--- Document passage ---

3.7. Secure Internal Communication
The Presto cluster can be configured to use secured communication. Communication between Presto nodes can be secured with SSL/TLS.
Internal Authentication
Requests between Presto nodes are authenticated using a shared secret. The shared secret must be configured on all nodes in the cluster:
internal-communication.shared-secret=<secret>
A large random key is recommended, and can be generated with the following Linux command:
openssl rand 512 | base64
Internal SSL/TLS configuration
SSL/TLS is configured in the config.properties
file. The SSL/TLS on the
worker and coordinator nodes are configured using the same set of properties.
Every node in the cluster must be configured. Nodes that have not been
configured, or are configured incorrectly, are not able to communicate with
other nodes in the cluster.
To enable SSL/TLS for Presto internal communication, do the following:
Disable HTTP endpoint.
http-server.http.enabled=false
Warning
You can enable HTTPS, while leaving HTTP enabled. In most cases this is a security hole. If you are certain you want to use this configuration, you should consider using an firewall to limit access to the HTTP endpoint to only those hosts that should be allowed to use it.

--- Supplied information ---

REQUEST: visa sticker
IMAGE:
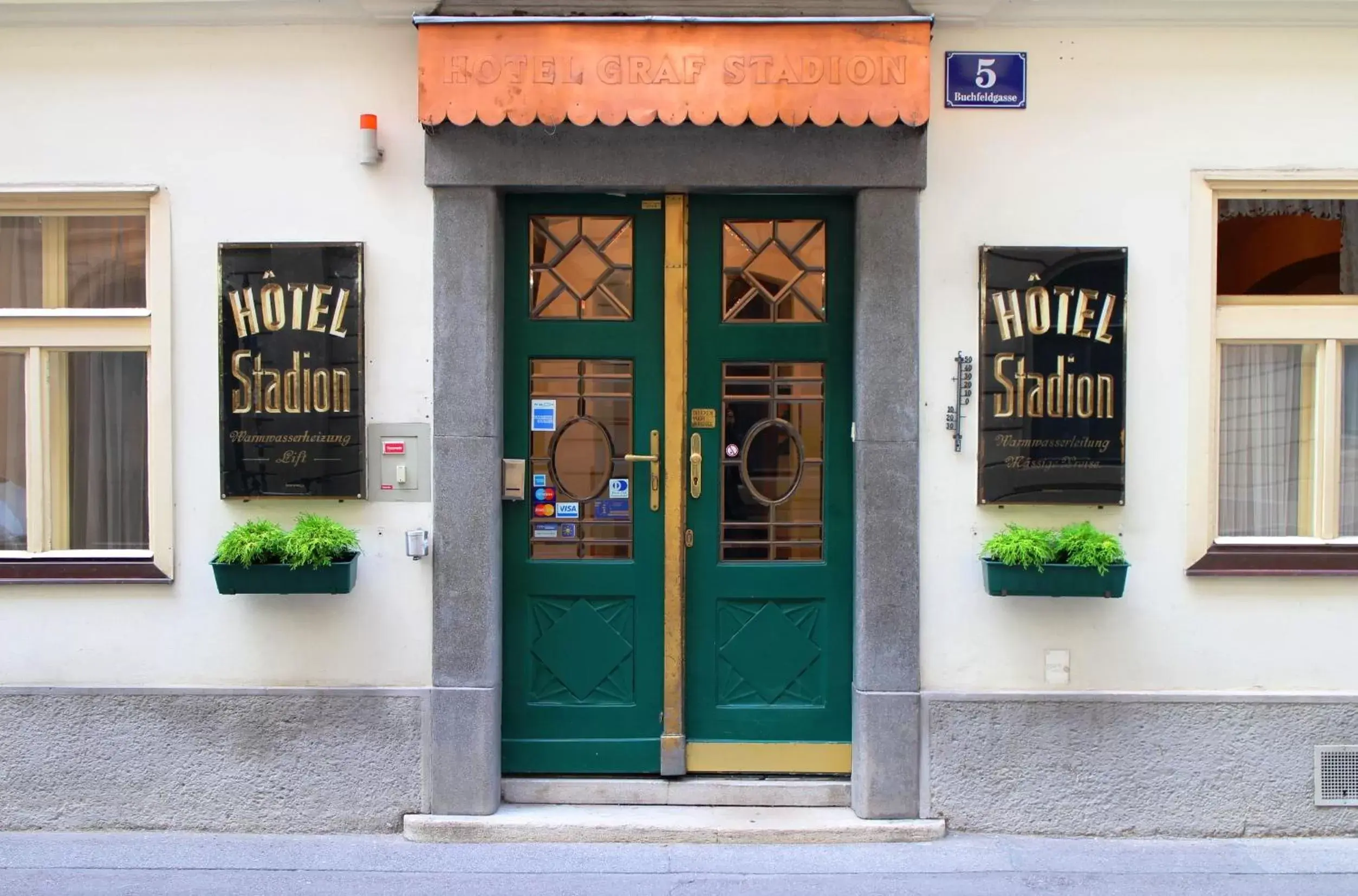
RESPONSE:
[532,398,557,433]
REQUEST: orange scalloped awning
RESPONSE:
[420,22,929,126]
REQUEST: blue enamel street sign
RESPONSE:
[943,53,1028,109]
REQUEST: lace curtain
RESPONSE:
[1217,345,1302,536]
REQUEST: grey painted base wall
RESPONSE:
[925,694,1358,836]
[0,688,425,834]
[0,688,1358,836]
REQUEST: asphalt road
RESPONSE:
[0,834,1358,896]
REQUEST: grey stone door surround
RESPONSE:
[424,123,925,819]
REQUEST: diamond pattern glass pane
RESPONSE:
[721,220,826,323]
[528,358,633,559]
[721,361,824,562]
[528,214,632,321]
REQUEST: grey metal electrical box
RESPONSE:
[368,423,433,501]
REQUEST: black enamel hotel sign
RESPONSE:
[977,246,1127,503]
[217,243,364,498]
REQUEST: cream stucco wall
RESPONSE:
[0,23,1358,691]
[921,26,1358,691]
[0,23,432,685]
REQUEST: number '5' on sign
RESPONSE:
[944,51,1028,109]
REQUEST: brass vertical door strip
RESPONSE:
[660,194,688,776]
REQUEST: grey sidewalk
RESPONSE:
[0,834,1358,896]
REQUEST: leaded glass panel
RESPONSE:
[528,358,633,559]
[721,220,826,323]
[528,214,633,321]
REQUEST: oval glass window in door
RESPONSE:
[721,361,824,562]
[547,417,613,501]
[740,417,807,506]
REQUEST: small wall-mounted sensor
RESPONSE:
[406,529,429,559]
[359,115,383,164]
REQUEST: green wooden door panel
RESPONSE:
[685,195,854,741]
[501,195,664,774]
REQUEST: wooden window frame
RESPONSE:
[1187,171,1358,575]
[0,185,174,584]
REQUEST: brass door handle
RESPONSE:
[688,433,702,498]
[622,429,660,511]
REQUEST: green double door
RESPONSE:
[503,195,853,774]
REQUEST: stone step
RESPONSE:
[501,776,849,807]
[405,805,944,843]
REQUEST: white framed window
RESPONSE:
[1188,172,1358,574]
[0,185,174,581]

---

▶ _Short exercise_
Could you reproduce everything in the Presto secure communication page above, from "Internal Authentication" down to "Disable HTTP endpoint.", word for word?

▶ _Solution for this problem_
Internal Authentication
Requests between Presto nodes are authenticated using a shared secret. The shared secret must be configured on all nodes in the cluster:
internal-communication.shared-secret=<secret>
A large random key is recommended, and can be generated with the following Linux command:
openssl rand 512 | base64
Internal SSL/TLS configuration
SSL/TLS is configured in the config.properties
file. The SSL/TLS on the
worker and coordinator nodes are configured using the same set of properties.
Every node in the cluster must be configured. Nodes that have not been
configured, or are configured incorrectly, are not able to communicate with
other nodes in the cluster.
To enable SSL/TLS for Presto internal communication, do the following:
Disable HTTP endpoint.